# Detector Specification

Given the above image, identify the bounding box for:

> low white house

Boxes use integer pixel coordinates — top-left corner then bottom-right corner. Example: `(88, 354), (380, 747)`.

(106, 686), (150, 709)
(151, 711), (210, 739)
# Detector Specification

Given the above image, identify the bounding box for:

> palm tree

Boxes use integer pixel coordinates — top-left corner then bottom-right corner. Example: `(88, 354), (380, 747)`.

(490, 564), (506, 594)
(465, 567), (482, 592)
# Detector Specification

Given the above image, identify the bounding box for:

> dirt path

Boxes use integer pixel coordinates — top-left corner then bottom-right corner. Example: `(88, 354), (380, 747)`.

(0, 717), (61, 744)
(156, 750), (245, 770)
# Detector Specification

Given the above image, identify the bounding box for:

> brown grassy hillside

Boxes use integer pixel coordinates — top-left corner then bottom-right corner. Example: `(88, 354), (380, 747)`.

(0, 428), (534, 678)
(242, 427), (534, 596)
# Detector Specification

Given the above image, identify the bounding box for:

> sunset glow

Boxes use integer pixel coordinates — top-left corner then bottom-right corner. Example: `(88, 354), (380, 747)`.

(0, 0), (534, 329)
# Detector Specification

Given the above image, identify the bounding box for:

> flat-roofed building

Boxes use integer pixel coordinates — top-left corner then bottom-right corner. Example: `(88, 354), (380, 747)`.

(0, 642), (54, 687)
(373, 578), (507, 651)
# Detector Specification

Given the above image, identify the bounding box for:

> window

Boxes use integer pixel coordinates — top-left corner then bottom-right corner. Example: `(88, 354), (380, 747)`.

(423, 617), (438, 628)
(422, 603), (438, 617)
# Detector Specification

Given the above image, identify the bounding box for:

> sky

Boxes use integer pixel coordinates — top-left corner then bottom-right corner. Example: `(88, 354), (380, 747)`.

__Your instructions__. Can you print the data above without changes, from its first line through the line containing "(0, 0), (534, 329)", both ends included?

__Task response__.
# Detector Specification

Given the above image, identify the bounding box for:

> low white house

Boxes use integer pixel coordinates — top-left corner then bottom-right corner. Example: `(88, 354), (380, 747)`.

(106, 686), (150, 709)
(151, 711), (210, 739)
# Detector Specification

Given the above image, identify the bounding box for:

> palm tree

Boxes use integer pixel coordinates — top-left corner then bottom-right corner. Example: `(88, 354), (380, 747)`.

(490, 564), (506, 594)
(465, 567), (482, 592)
# Detector Specification

Given the above image, identify the bounding box for:

> dirt path

Boxes use integer pixel coordinates — top-left corner then bottom-right corner. Example: `(88, 354), (380, 747)`.

(0, 717), (61, 744)
(156, 750), (245, 770)
# Detector Specification

Given the above image, identify the bounding box for:

> brown grassy hillside

Boxes use integer pixel coordinates — top-left corner then bottom-right corner. Example: `(88, 354), (380, 747)`.

(0, 428), (534, 678)
(242, 427), (534, 596)
# Detector Specification

Given the above image, identify the bounding box for:

> sunset glow

Boxes use integer pixel coordinates — top-left corner then bottom-right corner. Example: `(88, 354), (380, 747)`.

(0, 0), (534, 329)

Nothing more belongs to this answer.